* [Directions]
(A) According to the text about Typequick, in which country did the company's products sell particularly well?
(B) Write the next part of the text about Typequick, starting after its final sentence.

* [Text to read]
____

Typequick
- Original logo upon Typequick's formation in 1985
- Industry: Touch-typing software
- Founded: 1985
- Founder: Noel McIntosh
- Headquarters: Sydney, Australia
- Products: Typequick (1982) Kewala's Typing Adventure (1996) Readquick (2001)
- Website: http://www.typequick.com.au/

= Typequick =

Australian courseware company

Typequick Pty Ltd (stylised TYPEQUICK) is an Australian courseware company specialising in the development of computer-based touch-typing tutor systems of the same name. The first Typequick program was developed by Noel McIntosh's AID Systems in conjunction with Blue Sky Industries in 1982, as a tool for teaching typing skills among users of new micro computers. The Sydney based company of the same name was founded by McIntosh in 1985, after buying out the founders and acquiring the software.

The company has released products in multiple languages including English and Dutch, and sold particularly well in Japan. The company's Kewala's Typing Adventure saw the typing course re-envisioned as an adventure game aimed at a younger demographic.

____

* [Data extract]
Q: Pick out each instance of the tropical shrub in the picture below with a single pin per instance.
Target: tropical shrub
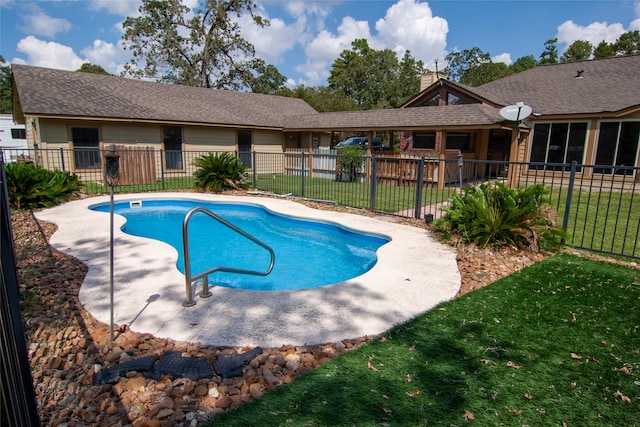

____

* [Answers for the tasks]
(A) Japan.

(B)
== History ==

=== (1982–1985) Development and release of first Typequick program ===

Typequick is a Sydney-based touch-typing software originally developed by Noel McIntosh's AID Systems in conjunction with Blue Sky Industries in 1982. Back in 1965, McIntosh had served as UNIVAC Operations Research Consultant for Europe, where he taught about the training possibilities of computers. Additionally, as an IBM employee for many years, McIntosh became familiar with their series of microcomputers. By the 80s, personal computers were just becoming mainstream, and very few people needed or had proper typing skills. Having recently purchased an Osborne computer and unable to find suitable software to teach keyboard etiquette, the closest being IBM's Typing Tutor, he decided to devise his own.

Writer of the system's teaching technique, McIntosh's company AID Systems subsequently commissioned Ross Mitchell of Blue Sky Industries to program Typequick into C programming language. McIntosh's aim was to speed up the learning process, thereby teaching apprehensive tech novices how to use keyboards more efficiently and confidently, while helping experienced touch-typists improve their accuracy and speed; a secondary use of the software was in helping established users unlearn poor habits like two-fingered hunt and pecking (searching for individual keys and hitting them with index fingers).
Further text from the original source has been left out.